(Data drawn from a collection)
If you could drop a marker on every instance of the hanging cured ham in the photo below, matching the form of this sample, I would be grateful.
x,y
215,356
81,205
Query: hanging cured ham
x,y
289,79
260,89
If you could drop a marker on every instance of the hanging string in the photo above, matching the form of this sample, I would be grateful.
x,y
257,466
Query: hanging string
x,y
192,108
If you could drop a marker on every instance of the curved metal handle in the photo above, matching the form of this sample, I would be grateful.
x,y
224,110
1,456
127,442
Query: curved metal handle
* * *
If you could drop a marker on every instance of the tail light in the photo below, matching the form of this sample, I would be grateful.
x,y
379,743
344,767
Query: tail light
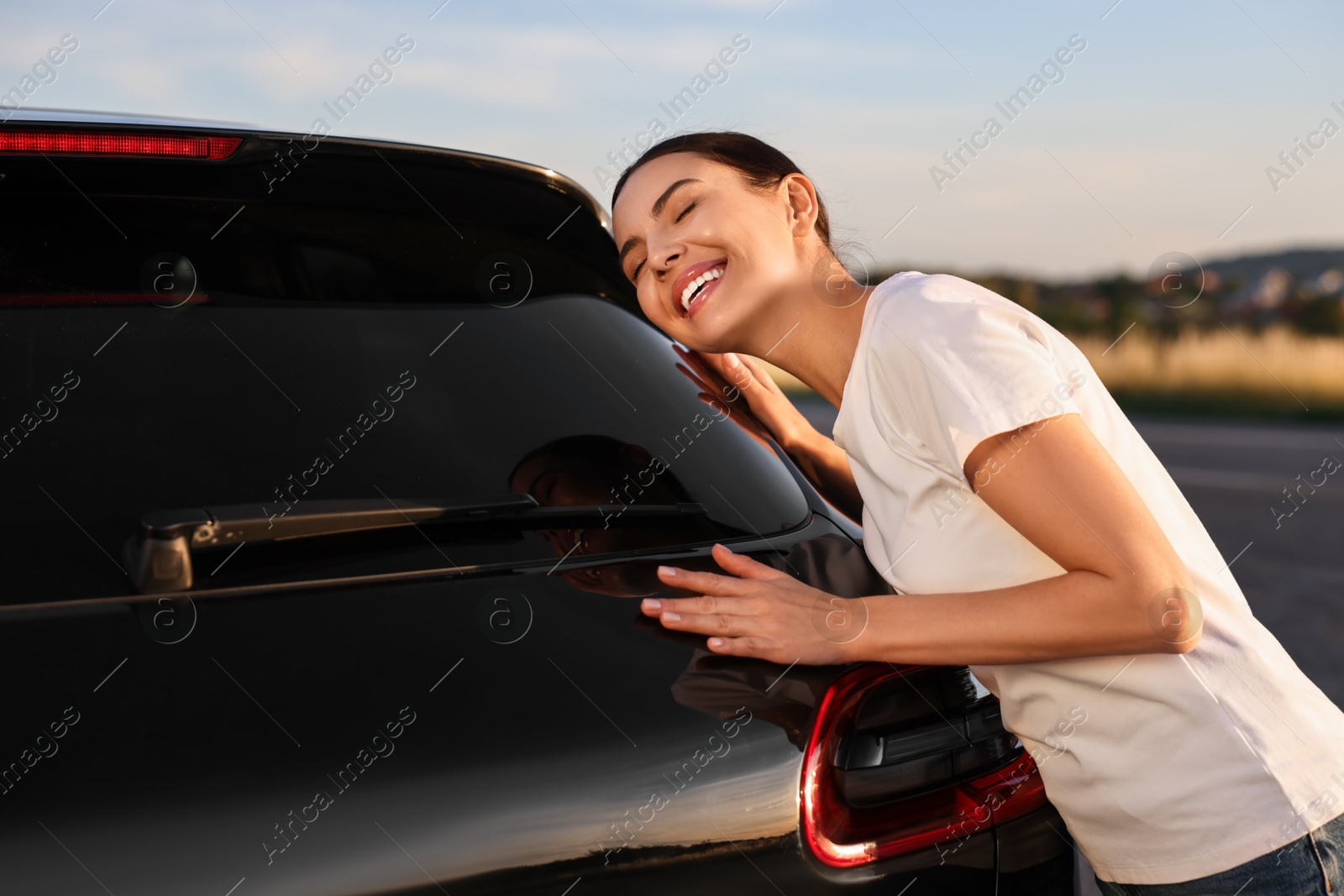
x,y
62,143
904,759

Goal of the exercise
Gather each line of the listing that contains the word "would". Uppercase and lowercase count as different.

Answer for this exercise
If you could drop a marker on every instance of the hanging cured ham in the photo below, matching the form of this sample, I would be grateful.
If you could drop a marker on every instance of the hanging string in the photo above, matching the form of this sample, I would be grateful.
If you could drop a marker on every instance of the curved metal handle in the photo above, matching the form of this sample, I would be grateful.
If you could drop a marker on every instance of the tail light in the photo below, matching the form of this sample, I would be grateful.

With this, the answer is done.